▶ [Ketentuan] Tulis ulang seluruh teks "Terlalu" di bawah ini kata demi kata, tanpa mengubah apa pun.

'Terlalu' Hanya karena sebuah pandangan mata...

Hanya karena sebuah pandangan mata...

'Terlalu'

"Segala sesuatu yang 'Terlalu' itu tidak baik. Terlalu baik misalnya, akan tetap menjadi hal yang kurang baik.
Petuah seorang guru di Bangku Sekolah Menengah Atas itu kembali berdengung di gendang telinganya.

Shocked

Tak habis pikir...

Benar-benar diluar nalar..keajaiban aneh tak bermutu kembali terjadi...



Baru saja ia terbangun dari lelap yang entah seperti mengembara kemana..
Rasa buncah itu kini juga telah menguap, tergerus laku yang kekanak-kanakan, tak bisa diajak berdiskusi, berkompromi apalagi bernegosiasi.

Bungkam, rasanya menjadi pilihan tepat untuk meredam semua hentakan yang tak pernah tepat sasaran itu.
Melayang sudah semua asa yang diidamnya, ahh..lagipula siapa juga yang mau mengerti dan peduli?
Jadi, ia lanjutkan saja igauan mengawang itu ditambah kondisi raga yang turut merengek rebah.

Terkesiaplah ia kemudian, baru saja terduduk, beruntung rasa cerah segar berkenan menyelimuti. Masih tertegun, dan hanya ingin bungkam saja, tak perlu kata, karena kata-kata sebagaimana pun indah dan benarnya tetap saja akan dipersalahkan, diperdebatkan, menjadi sesuatu yang sama sekali tak memiliki arti juga makna.

Hanya sedang terpaku saja, sambil memintal pikir apa yang perlu ia lakukan, beberapa deret rencana bermunculan, pikir itu menggiringnya untuk menjangkau penghubung kontak yang berada tidak jauh darinya.

Sebuah gerakan biasa, membawa tubuh bagian atas sebelah kanannya melewati sebuah alat elektronik yang biasanya dipakai bekerja oleh orang itu.

▶ [Daftar]
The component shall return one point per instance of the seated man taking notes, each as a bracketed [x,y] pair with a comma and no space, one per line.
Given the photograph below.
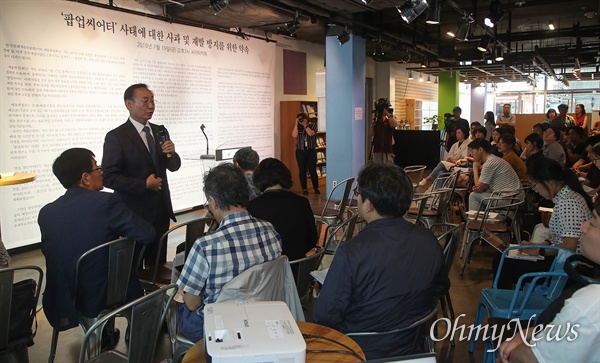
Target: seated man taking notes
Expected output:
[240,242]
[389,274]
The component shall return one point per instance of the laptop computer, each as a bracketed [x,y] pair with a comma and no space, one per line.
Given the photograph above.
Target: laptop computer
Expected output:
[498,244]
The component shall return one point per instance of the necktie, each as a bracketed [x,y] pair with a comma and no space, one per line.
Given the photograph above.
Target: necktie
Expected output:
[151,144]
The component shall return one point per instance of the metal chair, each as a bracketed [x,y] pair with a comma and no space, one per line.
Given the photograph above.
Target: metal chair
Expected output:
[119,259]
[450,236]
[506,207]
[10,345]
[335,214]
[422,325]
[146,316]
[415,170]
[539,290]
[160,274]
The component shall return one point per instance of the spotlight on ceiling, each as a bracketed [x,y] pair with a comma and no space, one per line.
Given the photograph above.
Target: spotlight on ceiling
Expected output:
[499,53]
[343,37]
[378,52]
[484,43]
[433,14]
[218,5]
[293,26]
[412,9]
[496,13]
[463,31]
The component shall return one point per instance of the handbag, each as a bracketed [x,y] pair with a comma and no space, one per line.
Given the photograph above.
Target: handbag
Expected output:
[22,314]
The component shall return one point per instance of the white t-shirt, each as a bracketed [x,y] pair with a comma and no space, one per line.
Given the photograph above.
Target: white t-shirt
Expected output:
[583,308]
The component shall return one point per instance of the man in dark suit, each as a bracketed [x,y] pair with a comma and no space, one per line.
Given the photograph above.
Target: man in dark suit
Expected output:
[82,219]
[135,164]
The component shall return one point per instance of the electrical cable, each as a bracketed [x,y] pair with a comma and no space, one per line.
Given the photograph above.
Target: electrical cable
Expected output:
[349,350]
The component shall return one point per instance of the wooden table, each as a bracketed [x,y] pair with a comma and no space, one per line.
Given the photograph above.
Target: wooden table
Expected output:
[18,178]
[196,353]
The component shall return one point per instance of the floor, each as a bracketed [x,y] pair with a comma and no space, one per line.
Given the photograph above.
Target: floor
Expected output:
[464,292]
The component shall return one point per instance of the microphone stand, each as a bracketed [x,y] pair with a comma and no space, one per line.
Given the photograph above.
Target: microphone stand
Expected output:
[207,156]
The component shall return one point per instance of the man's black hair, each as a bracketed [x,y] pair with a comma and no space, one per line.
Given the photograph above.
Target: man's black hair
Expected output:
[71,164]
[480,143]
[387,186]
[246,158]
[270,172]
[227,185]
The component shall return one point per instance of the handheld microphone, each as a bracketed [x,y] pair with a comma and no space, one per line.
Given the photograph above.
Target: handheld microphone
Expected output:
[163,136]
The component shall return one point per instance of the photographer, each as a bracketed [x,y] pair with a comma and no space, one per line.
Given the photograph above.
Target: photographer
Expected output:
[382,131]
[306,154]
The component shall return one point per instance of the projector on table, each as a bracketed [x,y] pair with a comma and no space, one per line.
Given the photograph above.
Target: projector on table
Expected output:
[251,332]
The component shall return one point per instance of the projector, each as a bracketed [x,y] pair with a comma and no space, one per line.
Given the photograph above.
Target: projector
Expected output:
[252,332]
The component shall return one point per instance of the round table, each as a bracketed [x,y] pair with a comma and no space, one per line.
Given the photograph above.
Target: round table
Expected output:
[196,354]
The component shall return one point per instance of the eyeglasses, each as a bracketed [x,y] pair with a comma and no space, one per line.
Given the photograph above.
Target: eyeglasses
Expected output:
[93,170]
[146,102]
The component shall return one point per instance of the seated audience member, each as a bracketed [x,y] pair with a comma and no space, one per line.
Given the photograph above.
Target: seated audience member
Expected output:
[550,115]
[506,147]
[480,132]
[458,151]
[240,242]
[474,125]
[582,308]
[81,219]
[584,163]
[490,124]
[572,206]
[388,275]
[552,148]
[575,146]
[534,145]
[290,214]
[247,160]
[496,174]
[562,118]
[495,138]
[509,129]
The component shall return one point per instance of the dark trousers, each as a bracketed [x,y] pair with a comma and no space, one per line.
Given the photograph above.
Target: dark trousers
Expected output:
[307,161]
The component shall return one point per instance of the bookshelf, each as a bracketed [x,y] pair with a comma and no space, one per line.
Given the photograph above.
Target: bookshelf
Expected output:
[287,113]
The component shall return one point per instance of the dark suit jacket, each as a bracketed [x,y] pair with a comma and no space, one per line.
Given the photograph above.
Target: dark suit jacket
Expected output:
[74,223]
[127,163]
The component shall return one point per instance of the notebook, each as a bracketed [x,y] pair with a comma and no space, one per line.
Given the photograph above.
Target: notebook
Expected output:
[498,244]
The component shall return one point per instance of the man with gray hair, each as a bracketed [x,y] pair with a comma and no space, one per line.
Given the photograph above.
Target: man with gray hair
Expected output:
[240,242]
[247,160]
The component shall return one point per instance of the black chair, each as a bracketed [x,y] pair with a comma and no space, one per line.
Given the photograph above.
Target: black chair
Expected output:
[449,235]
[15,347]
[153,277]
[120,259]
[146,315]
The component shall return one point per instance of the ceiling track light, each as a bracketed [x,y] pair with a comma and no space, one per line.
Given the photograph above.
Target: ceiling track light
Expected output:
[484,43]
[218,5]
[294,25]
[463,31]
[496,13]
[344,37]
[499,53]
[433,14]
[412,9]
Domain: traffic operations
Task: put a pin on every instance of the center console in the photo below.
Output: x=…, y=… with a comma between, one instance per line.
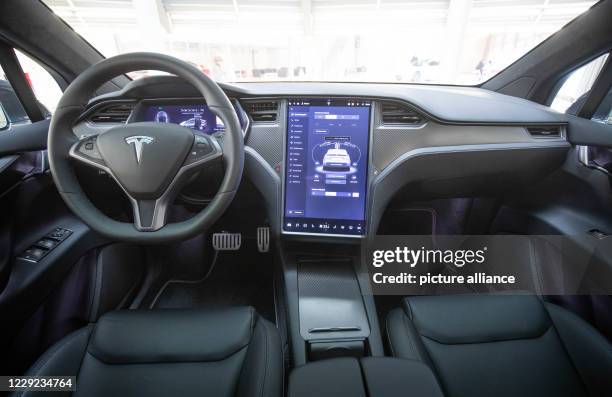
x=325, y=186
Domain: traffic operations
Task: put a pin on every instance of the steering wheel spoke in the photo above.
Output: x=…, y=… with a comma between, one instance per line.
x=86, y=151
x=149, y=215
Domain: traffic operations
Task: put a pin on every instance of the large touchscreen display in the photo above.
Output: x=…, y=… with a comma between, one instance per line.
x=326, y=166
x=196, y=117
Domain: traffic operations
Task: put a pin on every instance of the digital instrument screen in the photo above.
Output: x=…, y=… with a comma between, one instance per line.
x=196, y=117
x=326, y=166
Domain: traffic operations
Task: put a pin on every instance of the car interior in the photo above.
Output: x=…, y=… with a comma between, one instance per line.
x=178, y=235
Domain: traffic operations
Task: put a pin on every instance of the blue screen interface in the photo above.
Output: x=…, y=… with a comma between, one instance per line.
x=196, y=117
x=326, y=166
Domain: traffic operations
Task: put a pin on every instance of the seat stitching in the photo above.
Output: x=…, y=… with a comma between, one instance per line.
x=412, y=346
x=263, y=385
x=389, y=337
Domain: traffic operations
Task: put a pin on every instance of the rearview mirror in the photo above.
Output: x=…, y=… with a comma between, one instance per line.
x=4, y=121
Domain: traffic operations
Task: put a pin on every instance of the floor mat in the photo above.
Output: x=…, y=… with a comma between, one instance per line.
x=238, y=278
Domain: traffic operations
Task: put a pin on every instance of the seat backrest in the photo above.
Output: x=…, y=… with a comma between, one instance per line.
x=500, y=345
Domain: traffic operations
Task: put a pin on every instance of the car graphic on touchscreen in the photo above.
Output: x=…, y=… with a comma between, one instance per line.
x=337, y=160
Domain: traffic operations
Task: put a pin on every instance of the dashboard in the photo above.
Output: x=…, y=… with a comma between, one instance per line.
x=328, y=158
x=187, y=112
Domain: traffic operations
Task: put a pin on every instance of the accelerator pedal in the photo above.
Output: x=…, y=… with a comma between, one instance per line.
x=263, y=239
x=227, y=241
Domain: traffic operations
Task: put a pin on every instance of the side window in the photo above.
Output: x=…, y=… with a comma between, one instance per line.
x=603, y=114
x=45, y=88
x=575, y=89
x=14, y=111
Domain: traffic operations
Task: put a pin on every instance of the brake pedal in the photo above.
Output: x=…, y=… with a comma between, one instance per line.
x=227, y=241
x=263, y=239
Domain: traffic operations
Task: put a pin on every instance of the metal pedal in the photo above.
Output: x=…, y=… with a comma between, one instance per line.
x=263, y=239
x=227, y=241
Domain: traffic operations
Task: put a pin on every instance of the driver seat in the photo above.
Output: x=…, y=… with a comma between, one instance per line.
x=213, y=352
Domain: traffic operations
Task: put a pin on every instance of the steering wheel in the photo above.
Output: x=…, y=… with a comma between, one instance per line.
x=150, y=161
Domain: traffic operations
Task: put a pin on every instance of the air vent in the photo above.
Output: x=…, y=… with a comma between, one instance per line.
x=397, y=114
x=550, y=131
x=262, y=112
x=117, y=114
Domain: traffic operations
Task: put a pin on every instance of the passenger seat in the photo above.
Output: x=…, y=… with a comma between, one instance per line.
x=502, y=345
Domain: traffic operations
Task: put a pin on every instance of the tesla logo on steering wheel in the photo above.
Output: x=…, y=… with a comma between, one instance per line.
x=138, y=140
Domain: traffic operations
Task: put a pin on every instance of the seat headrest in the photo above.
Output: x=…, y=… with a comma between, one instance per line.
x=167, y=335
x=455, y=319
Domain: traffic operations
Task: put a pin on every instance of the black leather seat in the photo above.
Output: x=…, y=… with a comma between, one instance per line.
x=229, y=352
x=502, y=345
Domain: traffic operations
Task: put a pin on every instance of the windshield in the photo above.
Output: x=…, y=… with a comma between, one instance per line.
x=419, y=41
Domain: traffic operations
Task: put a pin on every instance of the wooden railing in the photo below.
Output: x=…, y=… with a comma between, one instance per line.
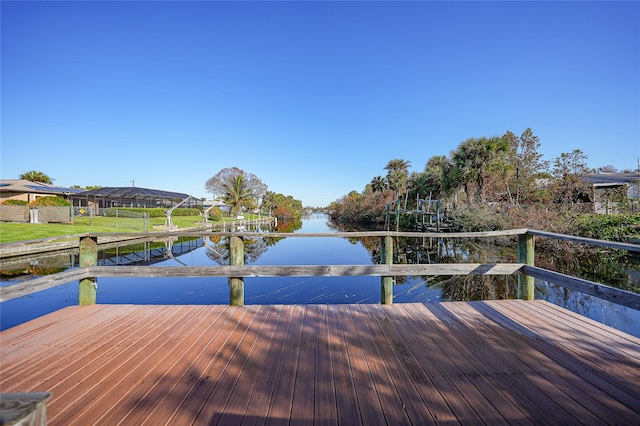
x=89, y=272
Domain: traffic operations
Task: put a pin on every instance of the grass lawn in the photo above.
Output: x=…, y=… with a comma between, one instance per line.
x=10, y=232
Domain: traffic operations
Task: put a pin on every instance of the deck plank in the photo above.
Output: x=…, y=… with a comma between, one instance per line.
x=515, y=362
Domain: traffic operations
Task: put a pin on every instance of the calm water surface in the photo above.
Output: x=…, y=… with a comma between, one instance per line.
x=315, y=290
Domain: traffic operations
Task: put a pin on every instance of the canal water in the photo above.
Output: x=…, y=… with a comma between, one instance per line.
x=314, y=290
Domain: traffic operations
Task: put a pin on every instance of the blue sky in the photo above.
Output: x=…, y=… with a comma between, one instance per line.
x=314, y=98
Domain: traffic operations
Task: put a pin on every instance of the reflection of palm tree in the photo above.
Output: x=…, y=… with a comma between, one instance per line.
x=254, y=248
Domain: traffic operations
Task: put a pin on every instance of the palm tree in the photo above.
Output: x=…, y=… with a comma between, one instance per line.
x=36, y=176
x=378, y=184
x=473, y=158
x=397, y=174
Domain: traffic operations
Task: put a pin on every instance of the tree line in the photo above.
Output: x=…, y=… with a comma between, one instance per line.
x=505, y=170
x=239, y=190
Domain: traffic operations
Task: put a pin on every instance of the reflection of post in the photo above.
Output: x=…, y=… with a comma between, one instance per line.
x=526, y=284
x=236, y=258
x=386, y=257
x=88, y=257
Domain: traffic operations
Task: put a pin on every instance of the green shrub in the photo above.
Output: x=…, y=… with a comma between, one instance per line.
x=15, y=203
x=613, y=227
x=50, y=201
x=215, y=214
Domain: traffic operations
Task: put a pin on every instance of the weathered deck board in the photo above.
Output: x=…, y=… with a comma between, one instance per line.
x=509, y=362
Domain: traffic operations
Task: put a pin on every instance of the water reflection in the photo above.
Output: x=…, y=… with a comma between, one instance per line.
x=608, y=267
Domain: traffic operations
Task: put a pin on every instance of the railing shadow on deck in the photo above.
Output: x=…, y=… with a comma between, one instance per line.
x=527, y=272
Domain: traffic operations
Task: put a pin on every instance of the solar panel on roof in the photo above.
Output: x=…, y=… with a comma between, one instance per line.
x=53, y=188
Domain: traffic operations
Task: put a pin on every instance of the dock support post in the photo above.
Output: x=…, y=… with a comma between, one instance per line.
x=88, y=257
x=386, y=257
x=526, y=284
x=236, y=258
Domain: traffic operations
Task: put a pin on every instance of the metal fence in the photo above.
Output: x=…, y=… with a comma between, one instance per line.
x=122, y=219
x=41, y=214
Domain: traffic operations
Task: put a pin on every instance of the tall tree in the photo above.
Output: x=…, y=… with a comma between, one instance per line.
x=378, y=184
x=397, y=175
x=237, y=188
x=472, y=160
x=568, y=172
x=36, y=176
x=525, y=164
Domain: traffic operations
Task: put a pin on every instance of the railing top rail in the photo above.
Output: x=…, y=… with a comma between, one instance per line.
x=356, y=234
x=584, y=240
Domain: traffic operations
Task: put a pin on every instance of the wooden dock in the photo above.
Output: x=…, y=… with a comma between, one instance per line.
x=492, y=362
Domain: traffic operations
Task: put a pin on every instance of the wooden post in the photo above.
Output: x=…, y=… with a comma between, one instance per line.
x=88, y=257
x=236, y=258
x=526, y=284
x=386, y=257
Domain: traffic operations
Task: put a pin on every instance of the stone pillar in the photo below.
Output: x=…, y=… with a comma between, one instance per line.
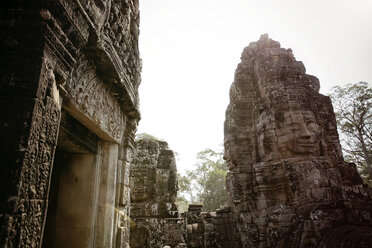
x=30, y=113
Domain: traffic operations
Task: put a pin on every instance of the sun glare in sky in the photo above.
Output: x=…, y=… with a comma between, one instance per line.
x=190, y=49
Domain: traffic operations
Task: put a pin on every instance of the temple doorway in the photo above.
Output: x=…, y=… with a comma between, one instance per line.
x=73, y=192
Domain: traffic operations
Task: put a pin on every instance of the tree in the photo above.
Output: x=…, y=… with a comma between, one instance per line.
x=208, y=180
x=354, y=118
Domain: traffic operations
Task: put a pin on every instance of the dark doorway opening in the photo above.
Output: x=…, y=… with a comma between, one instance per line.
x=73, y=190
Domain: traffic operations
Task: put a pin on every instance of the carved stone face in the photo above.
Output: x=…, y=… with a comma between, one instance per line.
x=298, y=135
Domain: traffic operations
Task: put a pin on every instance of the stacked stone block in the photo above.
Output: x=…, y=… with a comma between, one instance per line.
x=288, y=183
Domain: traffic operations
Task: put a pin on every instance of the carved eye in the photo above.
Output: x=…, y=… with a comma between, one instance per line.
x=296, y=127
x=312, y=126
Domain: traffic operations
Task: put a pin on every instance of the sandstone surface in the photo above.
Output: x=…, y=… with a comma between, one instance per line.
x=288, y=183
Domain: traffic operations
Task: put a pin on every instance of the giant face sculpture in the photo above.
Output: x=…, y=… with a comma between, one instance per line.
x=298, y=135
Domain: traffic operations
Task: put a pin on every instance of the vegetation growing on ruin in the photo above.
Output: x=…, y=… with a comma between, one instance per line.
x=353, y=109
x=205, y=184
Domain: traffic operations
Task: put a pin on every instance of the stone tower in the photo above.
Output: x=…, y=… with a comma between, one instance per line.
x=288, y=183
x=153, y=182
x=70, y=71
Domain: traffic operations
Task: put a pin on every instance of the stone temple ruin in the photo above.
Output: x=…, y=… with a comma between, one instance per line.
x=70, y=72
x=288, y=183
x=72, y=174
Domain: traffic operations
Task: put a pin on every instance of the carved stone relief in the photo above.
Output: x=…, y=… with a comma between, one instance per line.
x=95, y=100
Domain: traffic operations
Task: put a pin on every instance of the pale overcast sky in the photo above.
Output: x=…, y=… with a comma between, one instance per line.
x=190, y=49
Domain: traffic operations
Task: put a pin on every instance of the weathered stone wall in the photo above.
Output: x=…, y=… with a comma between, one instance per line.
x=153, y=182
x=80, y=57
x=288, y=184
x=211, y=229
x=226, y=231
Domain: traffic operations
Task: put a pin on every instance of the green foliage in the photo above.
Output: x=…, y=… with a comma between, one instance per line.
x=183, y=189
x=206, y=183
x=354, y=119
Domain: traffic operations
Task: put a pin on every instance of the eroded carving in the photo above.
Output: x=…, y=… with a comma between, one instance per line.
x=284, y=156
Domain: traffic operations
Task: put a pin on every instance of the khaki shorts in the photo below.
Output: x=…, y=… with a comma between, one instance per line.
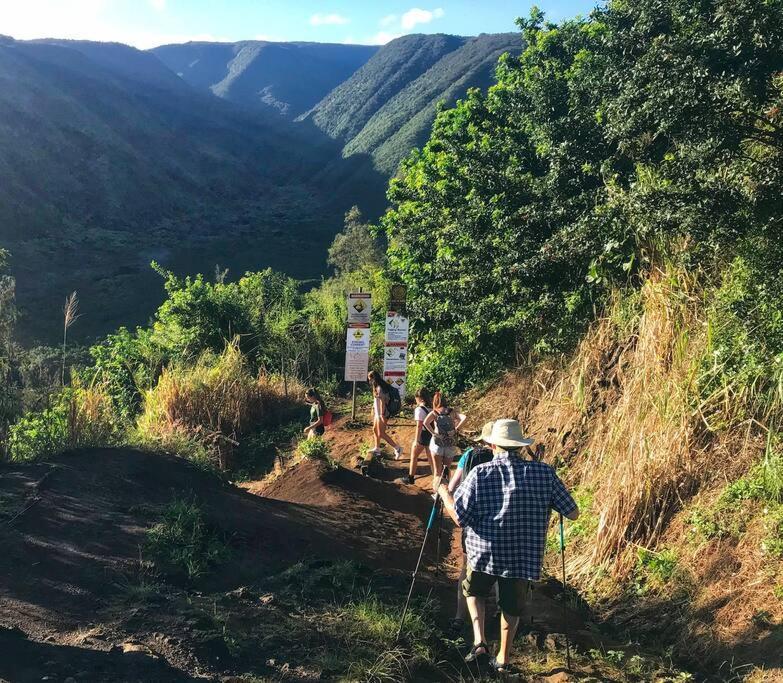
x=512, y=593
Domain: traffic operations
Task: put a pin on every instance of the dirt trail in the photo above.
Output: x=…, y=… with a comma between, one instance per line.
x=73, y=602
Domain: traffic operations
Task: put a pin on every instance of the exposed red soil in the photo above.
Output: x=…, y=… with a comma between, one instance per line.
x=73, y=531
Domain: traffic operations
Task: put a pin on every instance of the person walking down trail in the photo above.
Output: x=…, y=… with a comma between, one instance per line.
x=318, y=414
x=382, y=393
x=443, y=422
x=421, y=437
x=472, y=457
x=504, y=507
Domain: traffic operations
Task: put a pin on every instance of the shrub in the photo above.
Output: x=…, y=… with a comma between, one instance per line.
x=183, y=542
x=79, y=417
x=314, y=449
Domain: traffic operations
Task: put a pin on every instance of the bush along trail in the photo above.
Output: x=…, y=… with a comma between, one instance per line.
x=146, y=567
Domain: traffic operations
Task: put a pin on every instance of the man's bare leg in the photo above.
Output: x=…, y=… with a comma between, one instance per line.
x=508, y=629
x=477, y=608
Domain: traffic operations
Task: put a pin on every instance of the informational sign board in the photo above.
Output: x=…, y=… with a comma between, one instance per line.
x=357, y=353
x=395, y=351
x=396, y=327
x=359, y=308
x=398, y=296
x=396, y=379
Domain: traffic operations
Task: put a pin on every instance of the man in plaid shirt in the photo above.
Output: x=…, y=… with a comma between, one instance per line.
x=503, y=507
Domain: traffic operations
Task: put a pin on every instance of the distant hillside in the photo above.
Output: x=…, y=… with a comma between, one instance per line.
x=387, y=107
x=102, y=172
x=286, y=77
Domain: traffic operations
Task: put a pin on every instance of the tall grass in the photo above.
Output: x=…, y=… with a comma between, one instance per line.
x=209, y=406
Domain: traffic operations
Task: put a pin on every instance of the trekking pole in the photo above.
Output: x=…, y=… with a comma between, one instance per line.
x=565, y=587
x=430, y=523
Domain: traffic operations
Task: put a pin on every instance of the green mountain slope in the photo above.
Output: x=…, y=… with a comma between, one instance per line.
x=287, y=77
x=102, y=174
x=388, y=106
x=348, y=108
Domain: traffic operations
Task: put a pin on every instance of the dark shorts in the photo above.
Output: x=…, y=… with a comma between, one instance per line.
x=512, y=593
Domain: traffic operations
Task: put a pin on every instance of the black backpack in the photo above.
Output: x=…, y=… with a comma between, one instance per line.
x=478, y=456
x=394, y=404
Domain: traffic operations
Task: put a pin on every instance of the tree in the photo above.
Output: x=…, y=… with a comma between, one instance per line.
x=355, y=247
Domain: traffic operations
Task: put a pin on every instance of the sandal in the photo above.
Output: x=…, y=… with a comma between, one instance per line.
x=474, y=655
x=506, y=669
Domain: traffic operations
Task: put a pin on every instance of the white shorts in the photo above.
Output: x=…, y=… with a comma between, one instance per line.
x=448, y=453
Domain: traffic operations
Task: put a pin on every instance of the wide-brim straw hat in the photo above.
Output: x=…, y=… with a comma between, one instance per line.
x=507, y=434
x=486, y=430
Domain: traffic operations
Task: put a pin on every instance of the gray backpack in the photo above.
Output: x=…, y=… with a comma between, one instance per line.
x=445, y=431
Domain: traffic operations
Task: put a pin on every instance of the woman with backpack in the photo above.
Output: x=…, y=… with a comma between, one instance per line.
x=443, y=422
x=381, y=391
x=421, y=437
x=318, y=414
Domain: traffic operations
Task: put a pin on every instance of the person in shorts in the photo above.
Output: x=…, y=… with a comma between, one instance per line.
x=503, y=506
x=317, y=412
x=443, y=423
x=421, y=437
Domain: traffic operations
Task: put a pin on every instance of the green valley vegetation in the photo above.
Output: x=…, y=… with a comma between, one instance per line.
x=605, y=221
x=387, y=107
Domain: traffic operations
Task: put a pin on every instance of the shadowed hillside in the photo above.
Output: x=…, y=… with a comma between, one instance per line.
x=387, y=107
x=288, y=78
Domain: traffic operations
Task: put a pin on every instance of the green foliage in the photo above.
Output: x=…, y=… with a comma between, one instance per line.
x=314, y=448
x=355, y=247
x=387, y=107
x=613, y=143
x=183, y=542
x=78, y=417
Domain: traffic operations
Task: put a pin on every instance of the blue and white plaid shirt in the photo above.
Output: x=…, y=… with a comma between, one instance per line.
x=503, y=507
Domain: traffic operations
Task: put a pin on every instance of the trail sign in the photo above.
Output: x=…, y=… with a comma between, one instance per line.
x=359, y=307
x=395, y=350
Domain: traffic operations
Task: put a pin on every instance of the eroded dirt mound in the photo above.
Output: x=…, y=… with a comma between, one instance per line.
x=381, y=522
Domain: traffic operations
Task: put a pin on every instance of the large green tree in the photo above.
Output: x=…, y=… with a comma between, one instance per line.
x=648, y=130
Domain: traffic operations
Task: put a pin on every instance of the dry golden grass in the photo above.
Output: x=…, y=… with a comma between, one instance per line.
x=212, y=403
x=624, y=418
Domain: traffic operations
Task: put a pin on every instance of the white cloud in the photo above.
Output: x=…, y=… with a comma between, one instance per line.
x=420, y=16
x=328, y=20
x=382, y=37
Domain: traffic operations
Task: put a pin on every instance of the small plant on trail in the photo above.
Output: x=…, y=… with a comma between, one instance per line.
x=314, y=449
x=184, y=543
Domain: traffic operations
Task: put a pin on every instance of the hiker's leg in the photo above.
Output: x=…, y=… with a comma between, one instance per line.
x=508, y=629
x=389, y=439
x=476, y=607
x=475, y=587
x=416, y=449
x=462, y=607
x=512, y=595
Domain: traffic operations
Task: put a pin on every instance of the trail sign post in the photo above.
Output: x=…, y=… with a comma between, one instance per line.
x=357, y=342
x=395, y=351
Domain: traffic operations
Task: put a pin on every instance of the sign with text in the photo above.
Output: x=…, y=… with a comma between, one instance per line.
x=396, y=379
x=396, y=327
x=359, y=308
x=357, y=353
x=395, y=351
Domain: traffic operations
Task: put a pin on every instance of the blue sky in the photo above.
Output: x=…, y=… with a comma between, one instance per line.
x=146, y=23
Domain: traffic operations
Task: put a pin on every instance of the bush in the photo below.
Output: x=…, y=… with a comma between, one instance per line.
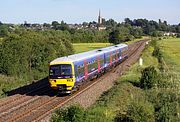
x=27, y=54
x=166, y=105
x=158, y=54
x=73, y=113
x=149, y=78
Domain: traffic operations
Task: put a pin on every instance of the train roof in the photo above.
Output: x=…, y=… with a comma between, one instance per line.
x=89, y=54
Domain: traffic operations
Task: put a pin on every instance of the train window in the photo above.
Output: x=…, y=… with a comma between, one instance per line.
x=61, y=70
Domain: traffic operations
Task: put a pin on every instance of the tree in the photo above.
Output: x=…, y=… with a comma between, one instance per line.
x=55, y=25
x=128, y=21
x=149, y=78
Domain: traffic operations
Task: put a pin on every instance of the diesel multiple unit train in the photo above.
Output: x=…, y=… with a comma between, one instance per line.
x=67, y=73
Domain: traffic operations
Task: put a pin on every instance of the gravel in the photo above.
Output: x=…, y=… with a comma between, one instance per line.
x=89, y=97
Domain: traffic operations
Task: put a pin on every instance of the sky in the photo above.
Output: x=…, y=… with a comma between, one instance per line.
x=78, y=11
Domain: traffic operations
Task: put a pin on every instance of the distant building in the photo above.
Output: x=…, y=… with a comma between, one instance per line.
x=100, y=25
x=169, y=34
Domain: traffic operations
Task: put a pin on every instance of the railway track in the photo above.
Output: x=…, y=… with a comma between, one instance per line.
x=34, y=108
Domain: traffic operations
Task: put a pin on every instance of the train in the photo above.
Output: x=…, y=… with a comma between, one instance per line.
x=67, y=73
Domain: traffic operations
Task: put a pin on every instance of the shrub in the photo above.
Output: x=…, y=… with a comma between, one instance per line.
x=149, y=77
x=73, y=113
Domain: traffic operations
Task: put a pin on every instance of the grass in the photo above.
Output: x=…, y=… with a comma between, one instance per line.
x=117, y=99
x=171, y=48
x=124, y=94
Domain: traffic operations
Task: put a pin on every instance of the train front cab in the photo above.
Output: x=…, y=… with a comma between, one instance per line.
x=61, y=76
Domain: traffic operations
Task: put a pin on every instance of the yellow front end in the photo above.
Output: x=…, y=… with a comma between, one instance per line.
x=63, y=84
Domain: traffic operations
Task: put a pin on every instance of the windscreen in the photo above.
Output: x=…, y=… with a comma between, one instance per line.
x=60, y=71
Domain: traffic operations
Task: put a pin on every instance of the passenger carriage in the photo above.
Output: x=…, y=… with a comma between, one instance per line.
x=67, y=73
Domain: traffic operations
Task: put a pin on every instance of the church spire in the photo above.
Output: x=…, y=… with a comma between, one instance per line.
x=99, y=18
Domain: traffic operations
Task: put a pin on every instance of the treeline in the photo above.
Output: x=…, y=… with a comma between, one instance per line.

▶ [Tugas Selesai]
'Terlalu' Hanya karena sebuah pandangan mata...

Hanya karena sebuah pandangan mata...

'Terlalu'

"Segala sesuatu yang 'Terlalu' itu tidak baik. Terlalu baik misalnya, akan tetap menjadi hal yang kurang baik.
Petuah seorang guru di Bangku Sekolah Menengah Atas itu kembali berdengung di gendang telinganya.

Shocked

Tak habis pikir...

Benar-benar diluar nalar..keajaiban aneh tak bermutu kembali terjadi...



Baru saja ia terbangun dari lelap yang entah seperti mengembara kemana..
Rasa buncah itu kini juga telah menguap, tergerus laku yang kekanak-kanakan, tak bisa diajak berdiskusi, berkompromi apalagi bernegosiasi.

Bungkam, rasanya menjadi pilihan tepat untuk meredam semua hentakan yang tak pernah tepat sasaran itu.
Melayang sudah semua asa yang diidamnya, ahh..lagipula siapa juga yang mau mengerti dan peduli?
Jadi, ia lanjutkan saja igauan mengawang itu ditambah kondisi raga yang turut merengek rebah.

Terkesiaplah ia kemudian, baru saja terduduk, beruntung rasa cerah segar berkenan menyelimuti. Masih tertegun, dan hanya ingin bungkam saja, tak perlu kata, karena kata-kata sebagaimana pun indah dan benarnya tetap saja akan dipersalahkan, diperdebatkan, menjadi sesuatu yang sama sekali tak memiliki arti juga makna.

Hanya sedang terpaku saja, sambil memintal pikir apa yang perlu ia lakukan, beberapa deret rencana bermunculan, pikir itu menggiringnya untuk menjangkau penghubung kontak yang berada tidak jauh darinya.

Sebuah gerakan biasa, membawa tubuh bagian atas sebelah kanannya melewati sebuah alat elektronik yang biasanya dipakai bekerja oleh orang itu.